All of the records below need to be copied exactly.

____

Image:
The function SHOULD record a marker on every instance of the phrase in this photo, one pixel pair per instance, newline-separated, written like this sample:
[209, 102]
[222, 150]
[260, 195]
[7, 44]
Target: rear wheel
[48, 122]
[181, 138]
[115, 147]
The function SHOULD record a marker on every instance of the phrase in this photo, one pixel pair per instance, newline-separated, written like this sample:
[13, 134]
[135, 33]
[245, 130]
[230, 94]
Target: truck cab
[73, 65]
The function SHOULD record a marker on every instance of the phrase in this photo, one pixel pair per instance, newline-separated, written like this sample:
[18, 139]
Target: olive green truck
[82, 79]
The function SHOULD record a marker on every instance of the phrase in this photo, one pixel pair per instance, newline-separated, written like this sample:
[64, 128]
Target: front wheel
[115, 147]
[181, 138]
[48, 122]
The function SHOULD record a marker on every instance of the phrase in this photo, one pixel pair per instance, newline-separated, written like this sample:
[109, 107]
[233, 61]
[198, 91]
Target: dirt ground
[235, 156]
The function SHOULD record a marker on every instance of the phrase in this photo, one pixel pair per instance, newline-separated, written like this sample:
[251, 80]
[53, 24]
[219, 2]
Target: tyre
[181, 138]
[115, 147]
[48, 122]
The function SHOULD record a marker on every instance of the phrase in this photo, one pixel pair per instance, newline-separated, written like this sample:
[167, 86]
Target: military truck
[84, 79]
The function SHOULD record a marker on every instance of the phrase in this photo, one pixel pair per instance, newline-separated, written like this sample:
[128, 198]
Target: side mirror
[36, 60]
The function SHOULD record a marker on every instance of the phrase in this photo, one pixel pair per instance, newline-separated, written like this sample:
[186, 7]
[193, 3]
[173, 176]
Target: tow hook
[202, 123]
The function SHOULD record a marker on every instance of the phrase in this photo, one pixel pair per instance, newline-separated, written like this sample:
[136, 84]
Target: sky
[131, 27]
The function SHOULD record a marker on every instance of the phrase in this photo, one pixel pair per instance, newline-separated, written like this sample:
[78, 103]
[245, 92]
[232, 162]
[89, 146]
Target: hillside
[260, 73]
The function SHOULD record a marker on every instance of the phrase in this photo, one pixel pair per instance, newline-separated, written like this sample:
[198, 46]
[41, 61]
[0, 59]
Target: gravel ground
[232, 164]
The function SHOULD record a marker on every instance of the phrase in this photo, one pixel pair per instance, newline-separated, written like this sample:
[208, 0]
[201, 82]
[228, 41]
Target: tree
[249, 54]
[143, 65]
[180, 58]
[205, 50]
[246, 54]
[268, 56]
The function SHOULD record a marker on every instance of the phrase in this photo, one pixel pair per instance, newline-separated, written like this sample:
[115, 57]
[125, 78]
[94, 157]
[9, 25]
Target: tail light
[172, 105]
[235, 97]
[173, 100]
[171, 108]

____

* [Expected answer]
Image:
The function SHOULD record a marker on every instance of the phrase in this photo, one pixel pair per instance, newline-separated, written like this sample:
[209, 102]
[222, 150]
[260, 195]
[7, 44]
Target: rear wheel
[48, 122]
[181, 138]
[115, 147]
The function SHOULD record a marker on every instance of the phrase in this photo, one pixel pair per instance, newline-separated, written like this sample:
[13, 134]
[135, 33]
[245, 130]
[230, 94]
Target: truck cab
[73, 65]
The function SHOULD record a marker on every instance of the phrase in this photo, one pixel pair per instance, newline-separated, written like this sample:
[18, 139]
Target: olive green truck
[82, 79]
The function SHOULD record a marker on every instance of the phrase in this photo, one pixel pair per instance, newline-separated, written like this sample:
[64, 128]
Target: front wheel
[115, 147]
[181, 138]
[48, 122]
The function SHOULD record a marker on every instance of the phrase in this photo, one pixel pair per instance, newline-separated, written like this sample:
[109, 107]
[233, 61]
[198, 91]
Target: dirt ground
[235, 156]
The function SHOULD record a marker on every instance of the phrase in this photo, one pixel pair per instance, newline-separated, written like this sample:
[251, 80]
[53, 24]
[219, 2]
Target: tyre
[181, 138]
[115, 147]
[48, 122]
The function SHOULD record a marker on every instance of the phrase in this photo, one pixel pair per instance, newline-separated, written like this sample:
[167, 86]
Target: military truck
[84, 79]
The function SHOULD record a marker on every instance of the phrase in this photo, one pixel pair per instance, newline-separated, written like this sample:
[128, 198]
Target: side mirror
[36, 60]
The function SHOULD record a marker on every instance of the phrase in this photo, one pixel pair per instance, newline-separated, written like this sample:
[186, 7]
[193, 3]
[173, 176]
Target: tow hook
[202, 123]
The function SHOULD record a marker on every instance of the phrase in this photo, one pixel pair per instance, newline-separated, written like this sample:
[136, 84]
Target: sky
[131, 27]
The function SHOULD record a marker on every instance of the phrase in this photo, one pixel pair per instance, newline-separated, written like this sample:
[78, 103]
[245, 92]
[232, 162]
[89, 146]
Target: hillside
[260, 73]
The function SHOULD record a marker on every instance of the phrase in this photo, one pixel pair per instance, newline-separated, written like this sample:
[198, 46]
[41, 61]
[0, 59]
Target: gravel ground
[232, 164]
The function SHOULD record a marker on every instance of the phrase in this photo, one pixel pair per instance, newline-separated, written like this sample:
[208, 0]
[201, 82]
[228, 41]
Target: tree
[249, 54]
[143, 65]
[180, 58]
[205, 50]
[246, 54]
[268, 56]
The function SHOULD record a marker on every instance of the phrase in this photo, one pixel pair per instance, newline-separated, written like this sample:
[115, 57]
[125, 78]
[94, 157]
[9, 25]
Target: tail light
[172, 105]
[235, 97]
[173, 100]
[171, 108]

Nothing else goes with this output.